Extract the text of each entry below exactly, leaving every image behind.

Information shown =
=== Begin Enclosure ===

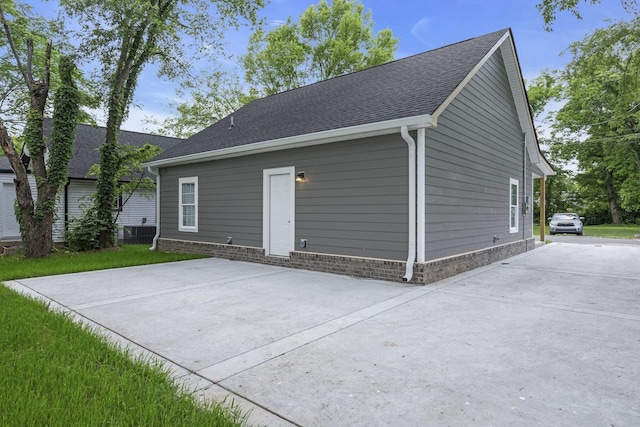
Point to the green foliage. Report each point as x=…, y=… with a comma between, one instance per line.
x=64, y=121
x=598, y=124
x=329, y=41
x=130, y=174
x=65, y=374
x=141, y=32
x=211, y=97
x=84, y=232
x=550, y=8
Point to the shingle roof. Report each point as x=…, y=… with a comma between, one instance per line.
x=88, y=141
x=408, y=87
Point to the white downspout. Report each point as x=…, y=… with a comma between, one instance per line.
x=524, y=185
x=154, y=245
x=422, y=237
x=412, y=203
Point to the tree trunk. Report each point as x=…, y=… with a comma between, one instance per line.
x=37, y=236
x=612, y=198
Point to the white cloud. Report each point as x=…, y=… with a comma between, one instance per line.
x=420, y=30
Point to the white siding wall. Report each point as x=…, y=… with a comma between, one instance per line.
x=58, y=225
x=138, y=207
x=79, y=192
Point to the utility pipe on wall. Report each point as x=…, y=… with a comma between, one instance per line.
x=421, y=214
x=412, y=203
x=524, y=184
x=154, y=245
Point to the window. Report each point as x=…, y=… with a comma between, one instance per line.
x=513, y=205
x=118, y=204
x=188, y=197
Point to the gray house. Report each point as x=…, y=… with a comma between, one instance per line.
x=413, y=170
x=139, y=211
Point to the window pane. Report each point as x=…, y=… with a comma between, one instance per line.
x=188, y=193
x=189, y=216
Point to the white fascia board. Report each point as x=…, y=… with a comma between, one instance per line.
x=507, y=48
x=306, y=140
x=518, y=90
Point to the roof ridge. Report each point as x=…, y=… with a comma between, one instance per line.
x=386, y=63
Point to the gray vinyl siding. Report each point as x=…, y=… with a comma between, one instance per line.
x=470, y=157
x=353, y=201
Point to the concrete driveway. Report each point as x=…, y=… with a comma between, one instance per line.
x=550, y=337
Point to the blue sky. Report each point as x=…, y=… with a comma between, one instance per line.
x=421, y=25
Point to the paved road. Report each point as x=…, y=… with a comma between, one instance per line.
x=550, y=337
x=570, y=238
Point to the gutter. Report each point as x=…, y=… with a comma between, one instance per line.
x=412, y=203
x=156, y=172
x=298, y=141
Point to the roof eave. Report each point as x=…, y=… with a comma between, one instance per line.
x=298, y=141
x=508, y=50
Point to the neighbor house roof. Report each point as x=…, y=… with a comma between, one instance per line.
x=88, y=141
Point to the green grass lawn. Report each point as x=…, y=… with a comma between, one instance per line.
x=55, y=372
x=19, y=267
x=613, y=231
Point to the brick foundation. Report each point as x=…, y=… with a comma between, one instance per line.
x=373, y=268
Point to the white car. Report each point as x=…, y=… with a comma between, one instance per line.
x=565, y=223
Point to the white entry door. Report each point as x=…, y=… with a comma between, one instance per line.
x=10, y=226
x=279, y=211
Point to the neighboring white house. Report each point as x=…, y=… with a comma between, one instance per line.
x=139, y=210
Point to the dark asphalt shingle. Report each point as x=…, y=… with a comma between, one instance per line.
x=412, y=86
x=88, y=141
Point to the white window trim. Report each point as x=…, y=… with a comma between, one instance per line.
x=512, y=182
x=181, y=227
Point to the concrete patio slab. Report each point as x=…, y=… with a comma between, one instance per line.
x=550, y=337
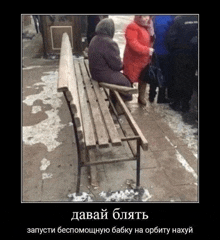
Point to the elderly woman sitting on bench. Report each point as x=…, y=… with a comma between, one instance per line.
x=104, y=58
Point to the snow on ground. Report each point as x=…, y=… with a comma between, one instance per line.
x=47, y=130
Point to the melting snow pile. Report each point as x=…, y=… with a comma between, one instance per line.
x=127, y=195
x=80, y=197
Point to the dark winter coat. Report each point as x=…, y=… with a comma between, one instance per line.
x=183, y=34
x=104, y=56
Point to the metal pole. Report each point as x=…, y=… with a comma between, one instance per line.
x=138, y=162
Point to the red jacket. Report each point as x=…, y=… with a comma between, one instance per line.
x=136, y=54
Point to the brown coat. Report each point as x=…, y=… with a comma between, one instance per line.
x=104, y=55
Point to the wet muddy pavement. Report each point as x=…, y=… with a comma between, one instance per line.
x=169, y=169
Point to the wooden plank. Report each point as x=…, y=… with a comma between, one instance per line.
x=112, y=131
x=62, y=84
x=133, y=124
x=89, y=134
x=101, y=132
x=119, y=88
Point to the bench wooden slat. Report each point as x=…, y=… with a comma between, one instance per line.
x=112, y=131
x=133, y=124
x=89, y=134
x=67, y=83
x=102, y=135
x=62, y=84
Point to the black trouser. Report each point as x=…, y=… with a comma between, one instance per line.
x=184, y=68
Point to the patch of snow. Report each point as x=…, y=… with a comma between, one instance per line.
x=44, y=164
x=80, y=197
x=46, y=175
x=46, y=131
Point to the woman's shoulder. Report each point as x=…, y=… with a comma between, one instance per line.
x=132, y=26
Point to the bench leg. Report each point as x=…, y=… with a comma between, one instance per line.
x=138, y=163
x=78, y=177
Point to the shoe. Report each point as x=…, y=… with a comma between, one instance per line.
x=185, y=107
x=161, y=96
x=175, y=106
x=142, y=90
x=142, y=101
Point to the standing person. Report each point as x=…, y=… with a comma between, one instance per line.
x=182, y=41
x=104, y=57
x=161, y=27
x=138, y=51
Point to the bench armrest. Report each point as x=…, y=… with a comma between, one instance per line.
x=119, y=88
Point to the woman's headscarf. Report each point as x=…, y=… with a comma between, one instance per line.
x=149, y=25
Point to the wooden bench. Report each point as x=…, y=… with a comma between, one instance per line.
x=88, y=102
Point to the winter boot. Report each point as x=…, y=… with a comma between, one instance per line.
x=141, y=90
x=161, y=96
x=152, y=92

=== End Enclosure ===

Response box =
Point to the green foliage. Report each point as x=…, y=… with a comma between, one instance per line.
x=64, y=121
x=598, y=124
x=329, y=41
x=130, y=174
x=65, y=374
x=141, y=32
x=211, y=97
x=84, y=232
x=550, y=8
Point to the shingle roof. Report each point as x=…, y=… with a comma between, one instance per line.
x=88, y=141
x=408, y=87
Point to the white downspout. Report each point as x=…, y=… with a comma between, one instance per line.
x=524, y=185
x=154, y=245
x=422, y=237
x=412, y=203
Point to the tree trunk. Report each point as x=…, y=… with a comma between, one instance per line.
x=37, y=236
x=612, y=198
Point to the white cloud. Report each point as x=…, y=… with a comma between, one instance per line.
x=420, y=30
Point to the white siding wall. Report each point as x=…, y=… with a comma between, one instance per line.
x=58, y=225
x=138, y=207
x=79, y=192
Point to the utility pipe on wall. Report each point as x=…, y=… with a comma between, one instance per line.
x=421, y=214
x=412, y=203
x=524, y=184
x=154, y=245
Point to the window. Report each point as x=…, y=… with a comma between, one instance per line.
x=513, y=205
x=118, y=204
x=188, y=197
Point to the gray house. Report each point as x=…, y=… with a comma between, one instance per line.
x=413, y=170
x=139, y=211
Point to the window pane. Report each point as x=…, y=… with a comma between, one instance per line.
x=188, y=193
x=189, y=216
Point to the white fascia board. Report each point as x=…, y=… with a comma between, one instance per line.
x=507, y=48
x=306, y=140
x=518, y=90
Point to the roof ridge. Report each point as x=…, y=… with a comma between, one instance per line.
x=386, y=63
Point to the gray vinyl siding. Report each point as x=…, y=… with a comma between, one instance per line.
x=470, y=157
x=353, y=201
Point to the concrete driveway. Report each point as x=…, y=… with a comma between, one instance per line.
x=550, y=337
Point to the blue sky. Report each point as x=…, y=… with a comma between, one instance per line.
x=421, y=25
Point to the paved road. Report each point as x=…, y=… with a comma between, one instance per line.
x=550, y=337
x=570, y=238
Point to the gutter. Report each point as x=…, y=… with a comma between, one instance per line.
x=412, y=203
x=156, y=172
x=298, y=141
Point to the roof eave. Report each point as x=…, y=… with a comma between, one instance per line.
x=298, y=141
x=508, y=50
Point to the neighbor house roof. Report each point as x=…, y=… with a comma between, one instance per line.
x=88, y=141
Point to the green grass lawn. Report each point as x=…, y=… with a comma between, one instance per line.
x=55, y=372
x=19, y=267
x=613, y=231
Point to the brick foundation. Report each point as x=…, y=… with a comma between, one instance per line.
x=373, y=268
Point to the white car. Report each point as x=…, y=… with a comma between, one instance per line.
x=565, y=223
Point to the white entry door. Report each point as x=…, y=… with a comma between, one instance per line.
x=10, y=226
x=279, y=211
Point to the neighboring white house. Report each point as x=…, y=… with a comma between, one instance per line.
x=139, y=210
Point to the dark asphalt shingle. Report each point as x=…, y=… with a comma between, one instance per line.
x=412, y=86
x=88, y=141
Point to the white window trim. Report each point as x=…, y=… with a comma between, one instance per line.
x=512, y=182
x=181, y=227
Point to the concrete patio slab. Report each point as x=…, y=… with a comma between, one instance per line.
x=550, y=337
Point to the elderly woman sitting on bench. Report each point as x=…, y=… with a comma between, one instance per line.
x=104, y=58
Point to the snow on ground. Report each point as x=…, y=… with a comma between, one instance per line.
x=47, y=130
Point to the melting snow pile. Report each point as x=…, y=… with a comma between, one instance per line.
x=127, y=195
x=80, y=197
Point to the dark winter coat. Report each point as x=…, y=… with a comma between, one instance per line.
x=183, y=34
x=104, y=56
Point to the metal pole. Report each point as x=…, y=… with a comma between, one instance per line.
x=138, y=162
Point to the red jacket. Report each point as x=…, y=… with a comma between, one instance per line.
x=136, y=54
Point to the brown coat. Report each point as x=…, y=… with a comma between, one instance per line.
x=104, y=55
Point to the wet muddy pavement. Report each point as x=…, y=… with a comma between, one instance per line.
x=169, y=169
Point to the wooden plank. Report each point as x=…, y=… with a comma between, one instance per line.
x=112, y=131
x=62, y=84
x=133, y=124
x=89, y=134
x=101, y=132
x=119, y=88
Point to the bench wooden slat. Report each point as x=…, y=… with a comma between, one instance per line.
x=112, y=131
x=133, y=124
x=89, y=134
x=67, y=83
x=102, y=135
x=62, y=84
Point to the black trouser. Report each point as x=…, y=… with a comma between, one instance per line.
x=184, y=68
Point to the patch of snow. Report each point as x=…, y=… with a comma between, one instance per line.
x=44, y=164
x=80, y=197
x=46, y=175
x=46, y=131
Point to the woman's shoulder. Report each point as x=…, y=… with a comma between, one instance per line.
x=132, y=26
Point to the bench leg. Report each point as x=…, y=… with a comma between, one instance per line.
x=138, y=163
x=78, y=177
Point to the shoe. Report each point as x=…, y=… with a comma between, one instance per line.
x=185, y=107
x=161, y=96
x=175, y=106
x=142, y=90
x=142, y=101
Point to the standing person. Report each point as x=…, y=… with a comma between, one instance per line.
x=182, y=41
x=104, y=57
x=161, y=27
x=138, y=51
Point to the bench armrest. Report each point as x=…, y=… with a comma between, one instance per line.
x=119, y=88
Point to the woman's headscarf. Report each point as x=…, y=… with a comma between, one instance per line.
x=149, y=25
Point to the wooden bench. Report each point as x=…, y=… with a comma between, one instance per line.
x=88, y=102
Point to the winter boot. Report each point as x=…, y=… with a comma between, one instance per line.
x=141, y=90
x=161, y=96
x=152, y=92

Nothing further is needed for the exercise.